►
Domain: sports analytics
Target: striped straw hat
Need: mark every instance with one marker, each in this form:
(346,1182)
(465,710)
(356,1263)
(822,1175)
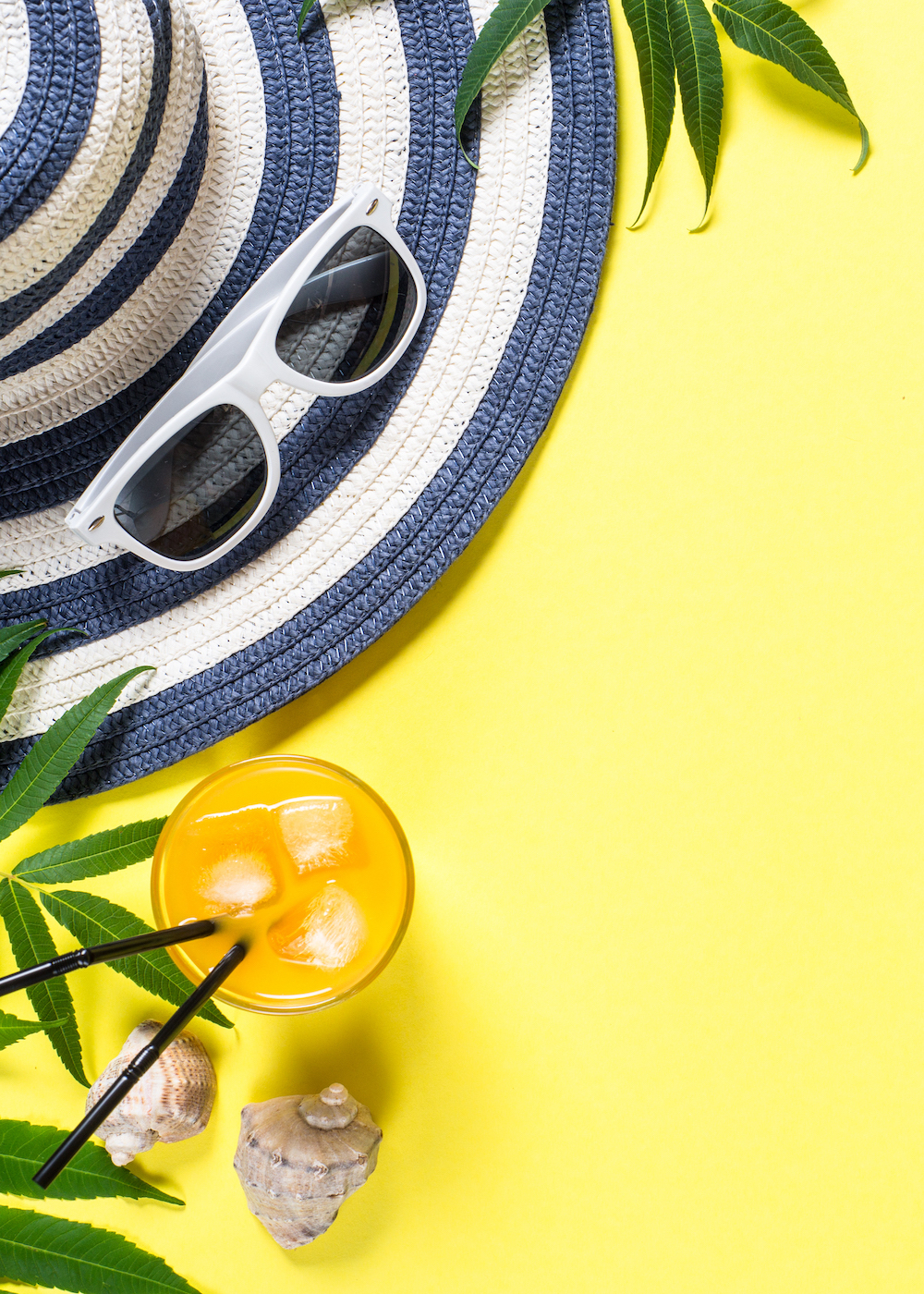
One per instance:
(155,157)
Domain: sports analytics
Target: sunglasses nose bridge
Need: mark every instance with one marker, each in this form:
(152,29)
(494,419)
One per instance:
(250,378)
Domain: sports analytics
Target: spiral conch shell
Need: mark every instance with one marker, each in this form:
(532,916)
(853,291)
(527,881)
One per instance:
(171,1102)
(299,1157)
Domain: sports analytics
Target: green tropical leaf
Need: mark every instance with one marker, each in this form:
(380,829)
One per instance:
(306,9)
(93,856)
(94,921)
(649,26)
(13,636)
(12,1031)
(699,74)
(774,31)
(31,942)
(55,752)
(73,1255)
(13,668)
(507,19)
(90,1175)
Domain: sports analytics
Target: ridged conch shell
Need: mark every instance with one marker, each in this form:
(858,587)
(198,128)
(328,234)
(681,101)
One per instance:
(170,1103)
(299,1157)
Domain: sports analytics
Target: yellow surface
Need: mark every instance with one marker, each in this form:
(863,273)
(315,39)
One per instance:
(656,741)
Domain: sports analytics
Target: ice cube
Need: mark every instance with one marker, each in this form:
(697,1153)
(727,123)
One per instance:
(237,884)
(328,931)
(315,830)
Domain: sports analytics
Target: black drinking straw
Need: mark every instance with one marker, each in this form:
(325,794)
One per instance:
(80,958)
(138,1068)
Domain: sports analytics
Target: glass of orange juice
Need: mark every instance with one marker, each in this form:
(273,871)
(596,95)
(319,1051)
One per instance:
(299,861)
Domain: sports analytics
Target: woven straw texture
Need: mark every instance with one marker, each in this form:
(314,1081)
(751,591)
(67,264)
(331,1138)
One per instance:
(155,157)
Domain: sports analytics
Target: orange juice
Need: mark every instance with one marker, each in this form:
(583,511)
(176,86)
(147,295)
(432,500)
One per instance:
(299,861)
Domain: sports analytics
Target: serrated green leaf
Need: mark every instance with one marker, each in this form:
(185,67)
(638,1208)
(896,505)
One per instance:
(31,942)
(507,19)
(73,1255)
(13,636)
(774,31)
(55,752)
(306,9)
(699,75)
(94,921)
(649,26)
(13,668)
(90,1175)
(93,856)
(12,1031)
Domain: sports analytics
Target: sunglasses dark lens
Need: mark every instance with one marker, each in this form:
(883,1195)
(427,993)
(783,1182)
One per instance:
(200,489)
(351,312)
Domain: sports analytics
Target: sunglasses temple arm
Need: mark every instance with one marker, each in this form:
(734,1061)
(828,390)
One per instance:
(138,1068)
(81,958)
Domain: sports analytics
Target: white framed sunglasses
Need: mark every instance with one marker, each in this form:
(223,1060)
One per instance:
(332,316)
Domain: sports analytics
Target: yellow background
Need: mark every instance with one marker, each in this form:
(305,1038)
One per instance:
(656,743)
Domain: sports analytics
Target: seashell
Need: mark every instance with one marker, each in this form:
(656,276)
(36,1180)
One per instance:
(299,1157)
(170,1103)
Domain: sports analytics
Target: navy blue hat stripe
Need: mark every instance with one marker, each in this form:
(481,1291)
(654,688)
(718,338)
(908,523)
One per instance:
(135,265)
(333,435)
(31,299)
(64,116)
(42,58)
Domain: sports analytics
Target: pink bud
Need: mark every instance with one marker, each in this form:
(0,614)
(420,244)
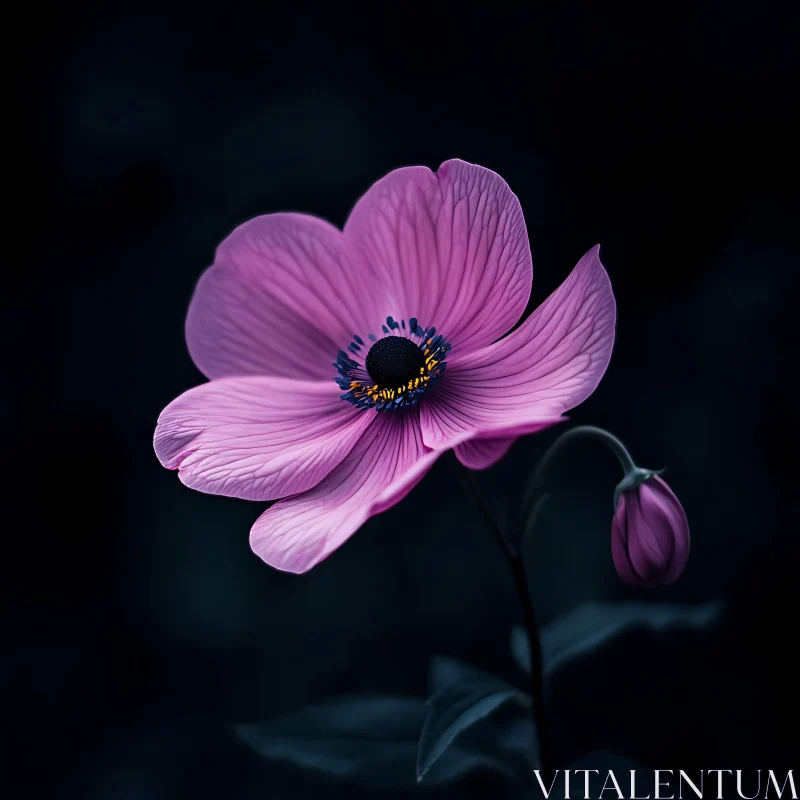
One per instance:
(649,535)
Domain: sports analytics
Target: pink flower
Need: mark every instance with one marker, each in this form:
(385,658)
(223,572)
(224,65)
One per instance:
(649,535)
(404,309)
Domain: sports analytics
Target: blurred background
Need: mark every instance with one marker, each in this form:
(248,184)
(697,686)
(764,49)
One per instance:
(139,627)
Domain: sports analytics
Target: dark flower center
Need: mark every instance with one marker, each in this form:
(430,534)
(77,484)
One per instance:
(394,361)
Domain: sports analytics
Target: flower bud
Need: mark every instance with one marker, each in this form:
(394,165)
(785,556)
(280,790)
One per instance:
(649,532)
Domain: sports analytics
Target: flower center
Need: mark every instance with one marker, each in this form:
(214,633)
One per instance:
(399,367)
(394,361)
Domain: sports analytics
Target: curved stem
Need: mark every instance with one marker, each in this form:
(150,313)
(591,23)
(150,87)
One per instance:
(614,444)
(516,563)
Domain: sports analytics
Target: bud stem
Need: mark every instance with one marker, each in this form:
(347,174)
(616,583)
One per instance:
(611,441)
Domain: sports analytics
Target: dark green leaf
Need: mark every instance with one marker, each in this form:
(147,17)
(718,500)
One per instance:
(369,740)
(590,626)
(457,707)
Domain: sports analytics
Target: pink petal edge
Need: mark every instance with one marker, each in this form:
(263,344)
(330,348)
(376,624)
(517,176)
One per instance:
(257,438)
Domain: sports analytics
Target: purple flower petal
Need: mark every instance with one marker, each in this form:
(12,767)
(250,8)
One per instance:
(552,362)
(482,453)
(389,459)
(257,438)
(451,246)
(283,296)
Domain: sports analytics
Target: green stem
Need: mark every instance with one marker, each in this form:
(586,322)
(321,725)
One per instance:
(542,757)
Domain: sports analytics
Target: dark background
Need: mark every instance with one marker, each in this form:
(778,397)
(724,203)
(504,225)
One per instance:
(139,626)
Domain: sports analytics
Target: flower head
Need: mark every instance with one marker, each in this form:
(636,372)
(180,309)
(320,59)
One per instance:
(343,363)
(649,533)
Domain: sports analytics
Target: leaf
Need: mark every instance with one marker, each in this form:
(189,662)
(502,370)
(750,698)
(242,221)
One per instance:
(457,707)
(589,626)
(366,739)
(445,672)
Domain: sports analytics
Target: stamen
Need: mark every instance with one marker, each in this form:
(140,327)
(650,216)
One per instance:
(397,370)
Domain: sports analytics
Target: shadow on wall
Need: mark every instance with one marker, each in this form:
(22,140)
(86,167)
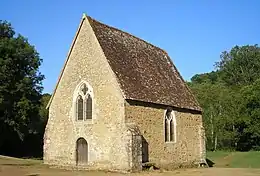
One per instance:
(145,150)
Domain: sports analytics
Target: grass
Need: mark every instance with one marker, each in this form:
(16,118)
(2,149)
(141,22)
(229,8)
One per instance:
(10,166)
(235,159)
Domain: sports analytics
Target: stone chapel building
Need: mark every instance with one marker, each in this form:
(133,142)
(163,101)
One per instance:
(120,102)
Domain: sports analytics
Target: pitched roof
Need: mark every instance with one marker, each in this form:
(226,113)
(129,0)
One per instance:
(144,71)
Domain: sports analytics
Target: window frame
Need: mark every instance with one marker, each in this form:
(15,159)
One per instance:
(84,95)
(167,130)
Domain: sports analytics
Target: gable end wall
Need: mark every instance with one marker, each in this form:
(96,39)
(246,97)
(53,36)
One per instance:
(106,133)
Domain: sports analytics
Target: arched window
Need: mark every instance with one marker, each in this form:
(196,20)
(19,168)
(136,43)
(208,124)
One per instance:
(170,126)
(88,108)
(79,108)
(84,102)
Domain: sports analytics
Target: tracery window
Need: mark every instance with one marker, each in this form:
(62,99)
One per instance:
(84,103)
(170,126)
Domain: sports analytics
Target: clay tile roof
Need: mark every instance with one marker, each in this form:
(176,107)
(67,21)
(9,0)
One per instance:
(144,72)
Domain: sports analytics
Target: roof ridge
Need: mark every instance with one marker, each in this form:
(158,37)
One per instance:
(140,39)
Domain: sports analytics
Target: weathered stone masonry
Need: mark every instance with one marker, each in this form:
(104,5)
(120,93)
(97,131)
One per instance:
(132,83)
(150,120)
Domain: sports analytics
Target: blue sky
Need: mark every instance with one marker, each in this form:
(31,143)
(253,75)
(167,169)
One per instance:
(194,33)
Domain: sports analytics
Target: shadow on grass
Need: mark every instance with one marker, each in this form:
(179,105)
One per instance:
(209,162)
(17,164)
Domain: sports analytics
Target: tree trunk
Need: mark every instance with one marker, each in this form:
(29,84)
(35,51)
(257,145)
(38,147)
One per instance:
(216,142)
(212,130)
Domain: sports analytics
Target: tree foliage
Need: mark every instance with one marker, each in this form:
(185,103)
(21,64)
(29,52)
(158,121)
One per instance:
(20,87)
(230,98)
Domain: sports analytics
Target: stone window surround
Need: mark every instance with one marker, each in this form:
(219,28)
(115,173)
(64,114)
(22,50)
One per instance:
(174,126)
(76,93)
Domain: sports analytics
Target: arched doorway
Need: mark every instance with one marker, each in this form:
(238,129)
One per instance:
(81,151)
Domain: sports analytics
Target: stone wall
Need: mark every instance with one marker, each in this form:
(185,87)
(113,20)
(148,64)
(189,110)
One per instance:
(106,133)
(150,120)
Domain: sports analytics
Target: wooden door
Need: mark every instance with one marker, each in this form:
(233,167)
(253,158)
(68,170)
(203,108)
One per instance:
(82,151)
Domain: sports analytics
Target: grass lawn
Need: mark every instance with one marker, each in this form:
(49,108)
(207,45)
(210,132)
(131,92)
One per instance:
(28,167)
(235,159)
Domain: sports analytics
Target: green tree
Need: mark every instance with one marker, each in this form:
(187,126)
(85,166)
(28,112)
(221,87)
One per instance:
(20,86)
(240,66)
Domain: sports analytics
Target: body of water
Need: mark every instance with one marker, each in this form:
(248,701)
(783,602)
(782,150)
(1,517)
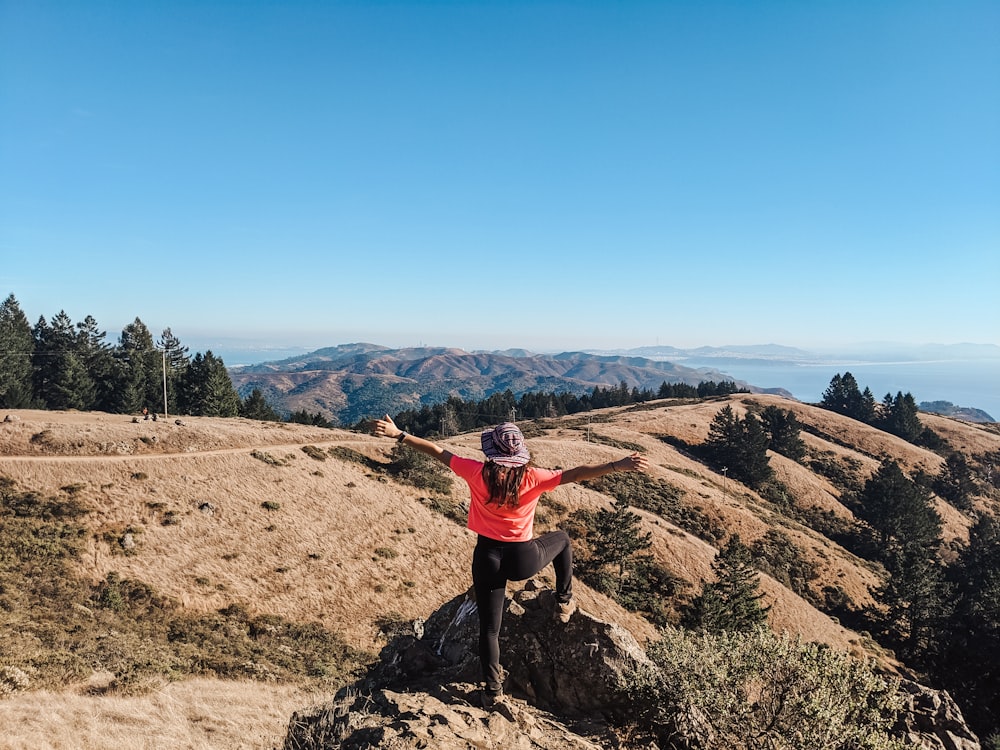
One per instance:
(972,383)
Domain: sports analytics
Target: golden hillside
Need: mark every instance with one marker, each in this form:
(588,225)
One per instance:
(273,517)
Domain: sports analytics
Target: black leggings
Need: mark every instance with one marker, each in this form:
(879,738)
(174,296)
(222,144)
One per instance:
(493,564)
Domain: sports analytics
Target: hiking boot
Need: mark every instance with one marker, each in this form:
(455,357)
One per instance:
(498,703)
(565,610)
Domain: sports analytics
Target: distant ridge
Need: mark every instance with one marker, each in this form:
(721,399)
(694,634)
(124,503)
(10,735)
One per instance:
(354,381)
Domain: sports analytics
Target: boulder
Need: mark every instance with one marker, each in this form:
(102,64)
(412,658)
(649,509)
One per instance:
(933,720)
(561,680)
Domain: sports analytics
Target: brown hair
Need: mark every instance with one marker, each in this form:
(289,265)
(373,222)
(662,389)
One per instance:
(504,483)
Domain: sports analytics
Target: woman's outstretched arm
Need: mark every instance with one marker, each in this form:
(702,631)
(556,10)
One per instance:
(634,462)
(385,427)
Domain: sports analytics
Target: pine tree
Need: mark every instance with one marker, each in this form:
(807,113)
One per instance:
(207,388)
(17,348)
(899,416)
(732,603)
(60,379)
(739,444)
(783,432)
(99,363)
(140,378)
(617,536)
(955,483)
(915,596)
(255,406)
(174,356)
(971,666)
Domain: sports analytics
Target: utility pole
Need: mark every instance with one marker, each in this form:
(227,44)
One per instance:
(164,353)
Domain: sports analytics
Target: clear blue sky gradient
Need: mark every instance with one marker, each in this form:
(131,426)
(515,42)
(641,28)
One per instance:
(505,174)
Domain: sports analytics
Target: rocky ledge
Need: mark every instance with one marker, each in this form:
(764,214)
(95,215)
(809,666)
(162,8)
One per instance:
(561,678)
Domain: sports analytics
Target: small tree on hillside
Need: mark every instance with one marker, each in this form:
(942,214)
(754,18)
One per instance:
(617,537)
(731,603)
(16,349)
(898,415)
(783,432)
(255,406)
(955,482)
(740,444)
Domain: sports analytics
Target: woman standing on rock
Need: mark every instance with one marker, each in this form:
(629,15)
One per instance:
(505,492)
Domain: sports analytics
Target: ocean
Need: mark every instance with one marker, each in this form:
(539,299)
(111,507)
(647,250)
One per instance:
(971,383)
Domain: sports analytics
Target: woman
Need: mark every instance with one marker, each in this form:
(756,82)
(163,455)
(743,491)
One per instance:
(505,491)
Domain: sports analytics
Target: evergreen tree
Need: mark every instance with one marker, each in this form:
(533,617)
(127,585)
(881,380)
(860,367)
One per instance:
(174,356)
(915,596)
(898,510)
(255,406)
(140,382)
(971,667)
(955,483)
(783,431)
(617,536)
(739,444)
(17,348)
(899,416)
(99,363)
(60,379)
(208,390)
(868,406)
(732,603)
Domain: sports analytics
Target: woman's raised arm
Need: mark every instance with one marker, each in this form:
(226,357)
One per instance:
◄
## TASK DIRECTIONS
Find every line in the data above that contains the word "leaf", and copy each of those lines.

## ANSWER
Target: green tropical leaf
Target: serrated green leaf
Target: dark green leaf
Target: leaf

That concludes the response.